> [Exercise]:
The records that follow must be reproduced in full, with every picture excluded.

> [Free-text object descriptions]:
----------

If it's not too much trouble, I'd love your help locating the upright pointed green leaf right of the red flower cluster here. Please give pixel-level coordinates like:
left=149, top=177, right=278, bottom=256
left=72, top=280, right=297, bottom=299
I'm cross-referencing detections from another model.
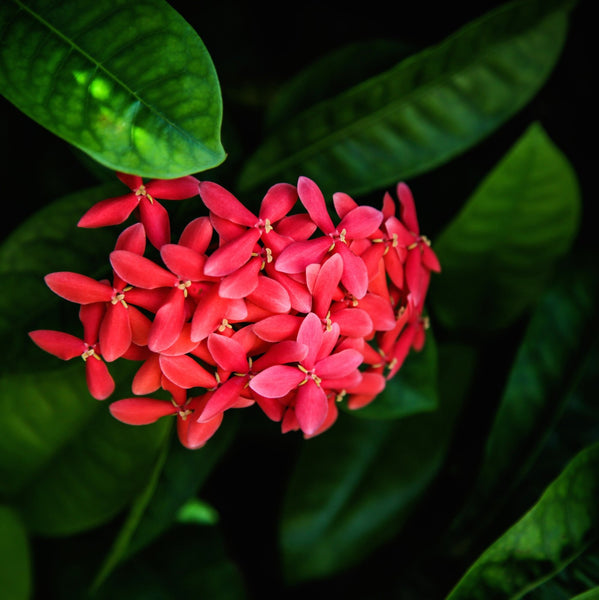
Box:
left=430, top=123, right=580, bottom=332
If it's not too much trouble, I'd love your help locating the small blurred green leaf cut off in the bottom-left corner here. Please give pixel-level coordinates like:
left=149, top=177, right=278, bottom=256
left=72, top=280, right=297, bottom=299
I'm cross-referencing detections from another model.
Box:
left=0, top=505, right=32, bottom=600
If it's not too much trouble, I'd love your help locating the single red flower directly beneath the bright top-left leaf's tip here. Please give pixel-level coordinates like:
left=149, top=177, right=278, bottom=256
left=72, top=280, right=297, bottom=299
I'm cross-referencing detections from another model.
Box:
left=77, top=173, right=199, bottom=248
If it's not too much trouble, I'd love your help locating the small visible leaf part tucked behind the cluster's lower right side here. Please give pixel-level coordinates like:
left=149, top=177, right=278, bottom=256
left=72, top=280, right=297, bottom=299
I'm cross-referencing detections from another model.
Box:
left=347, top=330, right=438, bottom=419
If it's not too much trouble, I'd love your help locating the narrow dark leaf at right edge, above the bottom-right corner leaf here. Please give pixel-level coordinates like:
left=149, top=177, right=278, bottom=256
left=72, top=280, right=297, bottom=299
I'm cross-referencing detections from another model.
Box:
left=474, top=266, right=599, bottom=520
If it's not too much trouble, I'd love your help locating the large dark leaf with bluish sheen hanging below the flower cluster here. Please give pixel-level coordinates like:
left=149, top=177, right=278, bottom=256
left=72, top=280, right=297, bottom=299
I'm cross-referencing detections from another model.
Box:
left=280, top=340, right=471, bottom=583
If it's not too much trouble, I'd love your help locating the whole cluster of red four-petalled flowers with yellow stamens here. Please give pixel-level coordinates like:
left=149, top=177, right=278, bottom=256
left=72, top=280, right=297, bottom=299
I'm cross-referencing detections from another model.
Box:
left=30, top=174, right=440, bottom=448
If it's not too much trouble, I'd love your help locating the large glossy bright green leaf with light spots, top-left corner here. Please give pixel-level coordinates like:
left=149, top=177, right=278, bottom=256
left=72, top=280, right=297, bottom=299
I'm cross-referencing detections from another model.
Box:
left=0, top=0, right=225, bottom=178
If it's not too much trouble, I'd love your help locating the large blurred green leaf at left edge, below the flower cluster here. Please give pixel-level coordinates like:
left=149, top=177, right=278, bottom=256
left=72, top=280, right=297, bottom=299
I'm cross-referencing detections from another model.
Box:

----------

> [Answer to this task]:
If it's not too much trouble, I'd love your help locating the upright pointed green leaf right of the red flower cluster here. Please give pixel-level coordinates like:
left=149, top=177, right=278, bottom=256
left=72, top=280, right=297, bottom=299
I'm cross-referencing detections from another model.
Box:
left=430, top=123, right=580, bottom=332
If it's not too much trouble, I'd love your help locating the small blurred green leaf cut off in the bottom-left corner here. Please give pixel-level coordinates like:
left=149, top=177, right=278, bottom=256
left=72, top=280, right=297, bottom=299
I'm cross-referencing detections from another model.
Box:
left=0, top=505, right=32, bottom=600
If it's not too much trouble, I'd love your help locating the single red flower directly beneath the bright top-left leaf's tip here. Please give pixel-level coordinates like:
left=149, top=177, right=278, bottom=256
left=72, top=280, right=297, bottom=299
I'm cross-referencing detections from another model.
Box:
left=77, top=173, right=199, bottom=248
If it's not too much trouble, I'd love your help locating the small visible leaf part tucked behind the cluster's lower right side here. Please give pixel-level coordinates like:
left=149, top=177, right=278, bottom=256
left=72, top=280, right=297, bottom=299
I'm cross-referencing detections from another model.
Box:
left=347, top=330, right=438, bottom=419
If it's not too much trouble, I'd love your help locating the narrow dark leaf at right edge, above the bottom-right corner leaf here. Please give pixel-level coordinates like:
left=149, top=177, right=278, bottom=256
left=72, top=280, right=297, bottom=299
I'm cross-referencing detections from another model.
Box:
left=474, top=266, right=599, bottom=520
If it's not too much trouble, I'd love your help locating the large dark leaf with bluish sheen hanging below the flower cluster here. Please give pixel-level coordinates like:
left=149, top=177, right=278, bottom=256
left=72, top=280, right=297, bottom=299
I'm cross-referencing detections from another model.
Box:
left=280, top=340, right=471, bottom=583
If it's not too much trouble, I'd love your help locating the whole cluster of red four-petalled flowers with yellow stamens here. Please give pixel-level coordinates like:
left=149, top=177, right=278, bottom=256
left=72, top=280, right=297, bottom=299
I'm cross-referencing detections from another model.
Box:
left=30, top=174, right=440, bottom=448
If it's not too much trouble, I'd love your help locating the large glossy bright green leaf with light spots, top-left corner here. Please give pixel-level coordinates like:
left=149, top=177, right=278, bottom=256
left=72, top=280, right=297, bottom=299
I'm cross-referencing detections from another model.
Box:
left=0, top=0, right=225, bottom=178
If it's not too much trouble, I'd love your help locating the large blurred green leaf at left edge, below the flower cluster here. Please give pixel-level coordinates like:
left=149, top=177, right=278, bottom=256
left=72, top=280, right=297, bottom=299
I'm cross-referencing detections from another model.
Box:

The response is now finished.